Therefore, it would have been obvious to one of the ordinary skill in the art before the effective filling date of the claimed invention to modify Imanishi, by teaching of the image for viewing includes a virtual viewpoint image which has a viewpoint different from the image captured by imaging with the imaging apparatus, the setting information includes a specific object to be viewed in the virtual viewpoint image, the virtual viewpoint image has a field of view from a different viewpoint position with respect to the image captured by imaging with an imaging apparatus, as taught by Xiaojie, to generate an image scene for a free respective virtual viewpoint that improves over fixed perspective user experience, as disclosed in Xiaojie, par. 0003, 0091.
Imanishi in view of Xiaojie does not disclose, wherein the virtual viewpoint image is generated from the viewpoint position and a visual line direction determined to face the specific object based on a gaze position that is the position the specific object, and the gaze position including a region having a radius about coordinate information of the specific object.
Arai discloses, wherein the virtual viewpoint image is generated from the viewpoint position and a visual line direction determined to face the specific object based on a gaze position that is the position the specific object, and the gaze position including a region having a radius about coordinate information of the specific object (Par. 0070, Fig. 8 and 9 determination unit 106 determines the line that starts from the position of the user 10 and extends linearly toward the position of the gaze point 801 as a movement path. The virtual viewpoint is controlled so as to come close to the gaze point 801 from the position of the user 10 along this movement path. At this time, the line-of-sight direction of the virtual viewpoint is caused to face the gaze point 801. Par. 0063, The gaze point ID includes, for example, alphabets, figures, and the like and is an identification number assigned to every gaze point. The position information indicates the latitude and longitude of the center coordinates of a gaze point in the degree format. The radius is a distance from the center coordinates of a gaze point and indicates an effective range in a case where a virtual viewpoint image is generated. In the following, a circular area indicating the effective range specified by the center coordinates and the radius is referred to as a gaze point unit).
Therefore, it would have been obvious to one of the ordinary skill in the art before the effective filling date of the claimed invention to modify Imanishi in view of Xiaojie, by teaching of the virtual viewpoint image is generated from the viewpoint position and a visual line direction determined to face the specific object based on a gaze position that is the position the specific object, and the gaze position including a region having a radius about coordinate information of the specific object, as taught by Arai, to indicate the effective range of virtual viewpoint by circle area indicating the effective range specified by center coordinates and radius based on line of sight direction facing the gaze point, as disclosed in Arai, par. 0063, 0070.

• The task:
Please explain in one to three sentences why, according to the source extract, it would have been obvious to modify Imanishi with the teaching attributed to Xiaojie. Rely on the source extract alone.

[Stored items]
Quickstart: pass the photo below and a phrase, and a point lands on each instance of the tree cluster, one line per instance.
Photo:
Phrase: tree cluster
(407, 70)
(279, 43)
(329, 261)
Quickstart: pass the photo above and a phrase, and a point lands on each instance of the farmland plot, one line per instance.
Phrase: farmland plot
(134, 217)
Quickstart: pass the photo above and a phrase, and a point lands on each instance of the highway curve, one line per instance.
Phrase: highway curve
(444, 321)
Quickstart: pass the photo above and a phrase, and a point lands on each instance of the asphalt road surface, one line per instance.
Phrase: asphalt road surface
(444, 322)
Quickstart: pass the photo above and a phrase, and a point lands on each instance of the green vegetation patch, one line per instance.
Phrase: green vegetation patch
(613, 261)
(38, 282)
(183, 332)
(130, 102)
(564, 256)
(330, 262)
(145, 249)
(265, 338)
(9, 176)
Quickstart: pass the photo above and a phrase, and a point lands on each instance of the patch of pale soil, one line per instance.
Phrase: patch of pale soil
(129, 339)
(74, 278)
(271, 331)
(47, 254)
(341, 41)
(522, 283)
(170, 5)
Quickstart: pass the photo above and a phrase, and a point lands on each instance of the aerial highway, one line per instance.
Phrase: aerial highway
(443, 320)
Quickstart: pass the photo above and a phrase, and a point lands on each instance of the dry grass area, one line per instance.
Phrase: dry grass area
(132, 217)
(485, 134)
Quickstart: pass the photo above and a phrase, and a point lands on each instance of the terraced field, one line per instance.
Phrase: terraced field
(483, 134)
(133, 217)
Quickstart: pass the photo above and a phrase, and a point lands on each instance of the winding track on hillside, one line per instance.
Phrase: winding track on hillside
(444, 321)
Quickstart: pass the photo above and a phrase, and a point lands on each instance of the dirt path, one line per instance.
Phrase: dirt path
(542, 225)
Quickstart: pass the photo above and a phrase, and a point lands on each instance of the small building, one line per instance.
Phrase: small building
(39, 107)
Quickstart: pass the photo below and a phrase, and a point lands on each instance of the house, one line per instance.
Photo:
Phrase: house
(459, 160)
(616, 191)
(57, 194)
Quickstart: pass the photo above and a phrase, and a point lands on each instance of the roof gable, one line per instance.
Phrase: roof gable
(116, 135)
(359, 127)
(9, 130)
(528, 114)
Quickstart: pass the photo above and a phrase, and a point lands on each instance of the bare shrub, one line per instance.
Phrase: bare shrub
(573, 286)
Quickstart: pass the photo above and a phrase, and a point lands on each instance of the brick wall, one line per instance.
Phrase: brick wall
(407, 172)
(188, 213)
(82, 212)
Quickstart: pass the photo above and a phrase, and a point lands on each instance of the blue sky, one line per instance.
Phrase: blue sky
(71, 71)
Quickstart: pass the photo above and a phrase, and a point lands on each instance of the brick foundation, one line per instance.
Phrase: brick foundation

• Result of the exercise:
The modification would generate an image scene for a free virtual viewpoint, which improves over a fixed-perspective user experience. The extract says Xiaojie discloses this in paragraphs 0003 and 0091.